INSTRUCTIONS FOR THE TASK: Lay out every line of the material as a Markdown table with the columns "Row" and "Line", numbering the rows and leaving out blank lines.

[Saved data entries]
## START

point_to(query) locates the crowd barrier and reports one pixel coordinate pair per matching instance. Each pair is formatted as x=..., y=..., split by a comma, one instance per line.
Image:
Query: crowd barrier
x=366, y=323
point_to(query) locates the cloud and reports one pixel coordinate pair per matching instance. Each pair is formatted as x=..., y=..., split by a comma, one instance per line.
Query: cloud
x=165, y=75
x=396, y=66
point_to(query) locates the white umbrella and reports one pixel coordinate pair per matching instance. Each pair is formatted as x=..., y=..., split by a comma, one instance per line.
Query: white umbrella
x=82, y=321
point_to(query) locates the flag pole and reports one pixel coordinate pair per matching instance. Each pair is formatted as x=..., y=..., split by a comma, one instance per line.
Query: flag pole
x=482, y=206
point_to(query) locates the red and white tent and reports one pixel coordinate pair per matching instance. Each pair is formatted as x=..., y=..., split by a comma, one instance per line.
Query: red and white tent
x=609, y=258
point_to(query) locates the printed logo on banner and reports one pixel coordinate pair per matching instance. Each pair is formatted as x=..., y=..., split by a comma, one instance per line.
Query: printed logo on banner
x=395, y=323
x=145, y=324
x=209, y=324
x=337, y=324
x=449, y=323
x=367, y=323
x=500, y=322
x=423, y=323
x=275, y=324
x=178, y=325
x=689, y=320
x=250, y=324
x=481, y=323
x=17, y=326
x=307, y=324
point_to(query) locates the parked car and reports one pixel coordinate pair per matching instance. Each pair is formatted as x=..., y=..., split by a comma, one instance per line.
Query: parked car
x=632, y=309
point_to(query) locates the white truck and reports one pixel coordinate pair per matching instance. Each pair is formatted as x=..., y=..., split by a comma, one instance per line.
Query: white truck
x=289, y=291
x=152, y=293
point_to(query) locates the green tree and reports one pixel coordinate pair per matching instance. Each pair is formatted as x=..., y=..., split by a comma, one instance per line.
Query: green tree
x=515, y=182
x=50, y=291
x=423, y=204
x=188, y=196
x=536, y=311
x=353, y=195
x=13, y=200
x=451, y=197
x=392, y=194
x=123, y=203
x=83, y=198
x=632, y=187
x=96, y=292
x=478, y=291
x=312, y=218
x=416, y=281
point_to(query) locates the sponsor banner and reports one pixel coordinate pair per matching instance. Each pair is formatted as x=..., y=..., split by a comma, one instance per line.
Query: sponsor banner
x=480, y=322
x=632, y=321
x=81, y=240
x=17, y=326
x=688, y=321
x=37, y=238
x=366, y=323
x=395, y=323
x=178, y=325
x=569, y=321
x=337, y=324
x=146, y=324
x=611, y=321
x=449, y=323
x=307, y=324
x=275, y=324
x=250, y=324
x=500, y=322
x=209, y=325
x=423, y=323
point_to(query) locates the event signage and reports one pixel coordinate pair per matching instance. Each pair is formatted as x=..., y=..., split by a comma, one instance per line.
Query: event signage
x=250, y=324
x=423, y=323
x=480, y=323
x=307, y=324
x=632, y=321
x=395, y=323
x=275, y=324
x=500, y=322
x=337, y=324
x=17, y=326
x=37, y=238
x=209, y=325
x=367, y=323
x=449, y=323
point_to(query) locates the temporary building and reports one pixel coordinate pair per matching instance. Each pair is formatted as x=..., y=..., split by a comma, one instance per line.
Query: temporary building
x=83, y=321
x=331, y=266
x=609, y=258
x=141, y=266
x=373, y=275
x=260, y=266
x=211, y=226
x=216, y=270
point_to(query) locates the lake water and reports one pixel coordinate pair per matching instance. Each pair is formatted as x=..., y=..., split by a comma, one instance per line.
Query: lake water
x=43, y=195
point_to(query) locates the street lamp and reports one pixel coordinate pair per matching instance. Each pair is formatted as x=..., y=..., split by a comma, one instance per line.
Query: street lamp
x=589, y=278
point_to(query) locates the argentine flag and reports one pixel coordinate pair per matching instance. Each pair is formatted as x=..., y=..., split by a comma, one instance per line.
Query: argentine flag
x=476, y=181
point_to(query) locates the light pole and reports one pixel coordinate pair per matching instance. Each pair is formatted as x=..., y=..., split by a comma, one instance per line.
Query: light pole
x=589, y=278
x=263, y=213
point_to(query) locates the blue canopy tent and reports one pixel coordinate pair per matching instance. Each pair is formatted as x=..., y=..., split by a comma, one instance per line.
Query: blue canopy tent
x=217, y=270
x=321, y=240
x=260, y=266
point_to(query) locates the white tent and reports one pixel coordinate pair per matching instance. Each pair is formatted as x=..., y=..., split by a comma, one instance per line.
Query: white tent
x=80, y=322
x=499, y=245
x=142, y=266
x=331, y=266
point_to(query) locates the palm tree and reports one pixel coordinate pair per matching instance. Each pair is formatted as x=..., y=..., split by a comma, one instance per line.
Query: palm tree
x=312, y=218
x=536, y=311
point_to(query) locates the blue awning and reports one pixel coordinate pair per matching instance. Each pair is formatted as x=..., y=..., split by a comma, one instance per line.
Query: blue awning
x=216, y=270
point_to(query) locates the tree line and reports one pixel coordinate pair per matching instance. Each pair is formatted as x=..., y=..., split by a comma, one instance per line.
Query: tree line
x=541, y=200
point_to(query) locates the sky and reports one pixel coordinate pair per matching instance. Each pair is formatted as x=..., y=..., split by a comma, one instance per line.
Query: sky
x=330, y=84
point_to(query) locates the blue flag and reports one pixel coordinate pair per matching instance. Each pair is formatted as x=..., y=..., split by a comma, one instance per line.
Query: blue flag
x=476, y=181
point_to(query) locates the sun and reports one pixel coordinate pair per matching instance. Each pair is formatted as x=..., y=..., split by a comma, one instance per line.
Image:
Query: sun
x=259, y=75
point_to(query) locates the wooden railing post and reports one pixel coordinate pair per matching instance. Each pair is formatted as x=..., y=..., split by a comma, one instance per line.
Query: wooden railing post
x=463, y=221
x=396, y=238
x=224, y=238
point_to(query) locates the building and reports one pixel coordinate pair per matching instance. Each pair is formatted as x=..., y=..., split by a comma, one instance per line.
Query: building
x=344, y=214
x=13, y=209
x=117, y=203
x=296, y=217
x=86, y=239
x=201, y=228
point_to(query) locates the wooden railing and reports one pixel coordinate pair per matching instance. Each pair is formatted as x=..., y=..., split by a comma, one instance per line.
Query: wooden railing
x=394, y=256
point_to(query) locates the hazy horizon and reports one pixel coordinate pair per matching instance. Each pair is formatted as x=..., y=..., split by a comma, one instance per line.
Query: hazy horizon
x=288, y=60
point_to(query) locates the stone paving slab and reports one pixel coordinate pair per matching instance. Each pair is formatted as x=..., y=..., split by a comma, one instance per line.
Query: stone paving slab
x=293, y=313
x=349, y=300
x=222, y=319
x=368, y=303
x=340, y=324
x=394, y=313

## END

THE ANSWER:
| Row | Line |
|---|---|
| 1 | point_to(query) locates the crowd barrier and reports one pixel coordinate pair per matching instance. Each pair is formatted as x=..., y=..., split by a comma, one instance per line. |
| 2 | Image: |
| 3 | Query: crowd barrier |
| 4 | x=366, y=323 |
| 5 | point_to(query) locates the cloud and reports one pixel coordinate pair per matching instance. Each pair is formatted as x=..., y=..., split by a comma, one instance per line. |
| 6 | Query: cloud |
| 7 | x=165, y=75 |
| 8 | x=396, y=66 |
| 9 | point_to(query) locates the white umbrella and reports one pixel coordinate pair per matching instance. Each pair is formatted as x=..., y=..., split by a comma, one instance per line. |
| 10 | Query: white umbrella |
| 11 | x=82, y=321 |
| 12 | point_to(query) locates the flag pole and reports one pixel coordinate pair per matching instance. Each pair is formatted as x=..., y=..., split by a comma, one instance per line. |
| 13 | Query: flag pole |
| 14 | x=482, y=206 |
| 15 | point_to(query) locates the red and white tent and reports one pixel coordinate pair per matching instance. Each pair is formatted as x=..., y=..., split by a comma, one instance per line. |
| 16 | Query: red and white tent |
| 17 | x=609, y=258 |
| 18 | point_to(query) locates the printed logo on banner and reports one pixel coordinate pair per matching instance. Each pair is formatted as x=..., y=..., split by a comma, one instance per line. |
| 19 | Query: printed logo on banner |
| 20 | x=395, y=323 |
| 21 | x=145, y=324 |
| 22 | x=209, y=324 |
| 23 | x=337, y=324 |
| 24 | x=449, y=323 |
| 25 | x=367, y=323 |
| 26 | x=500, y=322 |
| 27 | x=423, y=323 |
| 28 | x=275, y=324 |
| 29 | x=178, y=325 |
| 30 | x=689, y=320 |
| 31 | x=250, y=324 |
| 32 | x=481, y=323 |
| 33 | x=17, y=326 |
| 34 | x=307, y=324 |
| 35 | point_to(query) locates the parked car and reports one pixel coordinate pair per matching instance. Each pair is formatted as x=..., y=..., split by a comma, one instance per line. |
| 36 | Query: parked car |
| 37 | x=632, y=309 |
| 38 | point_to(query) locates the white truck and reports one pixel coordinate pair per matching instance. Each pair is formatted as x=..., y=..., split by a comma, one instance per line. |
| 39 | Query: white truck |
| 40 | x=289, y=291 |
| 41 | x=152, y=293 |
| 42 | point_to(query) locates the green tree and reports one pixel coordinate pair per matching instance. Each pair is formatted as x=..., y=..., split by a comma, one instance per line. |
| 43 | Query: green tree |
| 44 | x=515, y=182 |
| 45 | x=50, y=291 |
| 46 | x=423, y=204 |
| 47 | x=188, y=196 |
| 48 | x=536, y=311 |
| 49 | x=353, y=195 |
| 50 | x=13, y=200 |
| 51 | x=451, y=197 |
| 52 | x=392, y=194 |
| 53 | x=123, y=203 |
| 54 | x=83, y=198 |
| 55 | x=632, y=187 |
| 56 | x=96, y=292 |
| 57 | x=478, y=291 |
| 58 | x=312, y=218 |
| 59 | x=416, y=281 |
| 60 | point_to(query) locates the sponsor banner and reports one pixel coordinate pair per matching instance. Each pair is formatted as x=..., y=..., split by a comma, one instance per line. |
| 61 | Query: sponsor banner |
| 62 | x=480, y=322 |
| 63 | x=632, y=321 |
| 64 | x=81, y=240 |
| 65 | x=17, y=326 |
| 66 | x=688, y=321 |
| 67 | x=37, y=238 |
| 68 | x=366, y=323 |
| 69 | x=395, y=323 |
| 70 | x=178, y=325 |
| 71 | x=569, y=321 |
| 72 | x=337, y=324 |
| 73 | x=146, y=324 |
| 74 | x=611, y=321 |
| 75 | x=449, y=323 |
| 76 | x=307, y=324 |
| 77 | x=275, y=324 |
| 78 | x=250, y=324 |
| 79 | x=500, y=322 |
| 80 | x=209, y=325 |
| 81 | x=423, y=323 |
| 82 | point_to(query) locates the event signage and reports one pixel coordinate pair per matching instance. Each pair is formatted as x=..., y=..., split by a comma, one instance per line. |
| 83 | Query: event signage |
| 84 | x=250, y=324 |
| 85 | x=423, y=323 |
| 86 | x=480, y=323 |
| 87 | x=307, y=324 |
| 88 | x=632, y=321 |
| 89 | x=395, y=323 |
| 90 | x=275, y=324 |
| 91 | x=500, y=322 |
| 92 | x=337, y=324 |
| 93 | x=17, y=326 |
| 94 | x=37, y=238 |
| 95 | x=209, y=325 |
| 96 | x=367, y=323 |
| 97 | x=449, y=323 |
| 98 | point_to(query) locates the temporary building and reports one pixel coordinate pair per matching instance. Each pair is formatted as x=..., y=..., split by a comma, one instance per line. |
| 99 | Query: temporary building |
| 100 | x=83, y=321 |
| 101 | x=331, y=266 |
| 102 | x=609, y=258 |
| 103 | x=141, y=266 |
| 104 | x=373, y=275 |
| 105 | x=260, y=266 |
| 106 | x=211, y=226 |
| 107 | x=216, y=270 |
| 108 | point_to(query) locates the lake water and reports one pixel coordinate pair per matching instance. Each pair is formatted as x=..., y=..., split by a comma, one instance per line. |
| 109 | Query: lake water |
| 110 | x=43, y=195 |
| 111 | point_to(query) locates the street lamp and reports one pixel coordinate pair per matching instance. Each pair is formatted as x=..., y=..., split by a comma, one instance per line. |
| 112 | Query: street lamp |
| 113 | x=589, y=278 |
| 114 | point_to(query) locates the argentine flag and reports one pixel coordinate pair per matching instance. Each pair is formatted as x=..., y=..., split by a comma, one instance per line. |
| 115 | Query: argentine flag |
| 116 | x=476, y=181 |
| 117 | point_to(query) locates the light pole and reports one pixel coordinate pair per matching instance. Each pair is formatted as x=..., y=..., split by a comma, one instance per line. |
| 118 | Query: light pole |
| 119 | x=589, y=278 |
| 120 | x=263, y=213 |
| 121 | point_to(query) locates the blue canopy tent and reports one pixel coordinate pair per matching instance. Each pair is formatted as x=..., y=..., split by a comma, one instance per line. |
| 122 | Query: blue canopy tent |
| 123 | x=217, y=270 |
| 124 | x=321, y=240 |
| 125 | x=260, y=266 |
| 126 | point_to(query) locates the white tent and reports one pixel coordinate pair per matching instance. Each pair is formatted as x=..., y=..., split by a comma, one instance per line. |
| 127 | Query: white tent |
| 128 | x=80, y=322 |
| 129 | x=499, y=245 |
| 130 | x=142, y=266 |
| 131 | x=331, y=266 |
| 132 | point_to(query) locates the palm tree and reports one pixel coordinate pair per matching instance. Each pair is formatted as x=..., y=..., split by a comma, one instance per line. |
| 133 | Query: palm tree |
| 134 | x=312, y=218 |
| 135 | x=536, y=311 |
| 136 | point_to(query) locates the blue awning and reports one pixel coordinate pair per matching instance. Each pair is formatted as x=..., y=..., split by a comma, one instance per line. |
| 137 | Query: blue awning |
| 138 | x=216, y=270 |
| 139 | point_to(query) locates the tree line and reports one pixel coordinate pair per matching instance. Each pair is formatted as x=..., y=..., split by a comma, one instance per line. |
| 140 | Query: tree line |
| 141 | x=541, y=200 |
| 142 | point_to(query) locates the sky and reports one pixel coordinate pair per matching instance. Each pair is formatted as x=..., y=..., split by a comma, one instance per line. |
| 143 | Query: sky |
| 144 | x=330, y=84 |
| 145 | point_to(query) locates the blue flag and reports one pixel coordinate pair per matching instance. Each pair is formatted as x=..., y=..., split by a comma, one instance per line. |
| 146 | Query: blue flag |
| 147 | x=476, y=181 |
| 148 | point_to(query) locates the sun and reports one pixel coordinate pair per matching instance. Each pair is formatted as x=..., y=..., split by a comma, one instance per line. |
| 149 | Image: |
| 150 | Query: sun |
| 151 | x=259, y=75 |
| 152 | point_to(query) locates the wooden railing post and reports one pixel coordinate pair per matching instance. Each pair is formatted as x=..., y=..., split by a comma, one instance per line. |
| 153 | Query: wooden railing post |
| 154 | x=463, y=221 |
| 155 | x=396, y=238 |
| 156 | x=224, y=238 |
| 157 | point_to(query) locates the building and reports one pixel coordinate pair per matching instance. Each pair is formatted as x=..., y=..., split by a comma, one instance per line. |
| 158 | Query: building |
| 159 | x=344, y=214 |
| 160 | x=13, y=209 |
| 161 | x=117, y=203 |
| 162 | x=296, y=217 |
| 163 | x=86, y=239 |
| 164 | x=201, y=228 |
| 165 | point_to(query) locates the wooden railing and reports one pixel coordinate pair per matching instance. Each pair is formatted as x=..., y=..., split by a comma, one instance per line. |
| 166 | Query: wooden railing |
| 167 | x=394, y=256 |
| 168 | point_to(query) locates the hazy horizon and reports one pixel coordinate pair per matching instance. Each pair is formatted as x=..., y=..., split by a comma, one instance per line. |
| 169 | Query: hazy horizon |
| 170 | x=288, y=60 |
| 171 | point_to(query) locates the stone paving slab and reports one pixel coordinate pair per matching instance. Each pair is formatted as x=..., y=..., split by a comma, one instance per line. |
| 172 | Query: stone paving slab |
| 173 | x=293, y=313 |
| 174 | x=349, y=300 |
| 175 | x=222, y=319 |
| 176 | x=368, y=303 |
| 177 | x=340, y=324 |
| 178 | x=394, y=313 |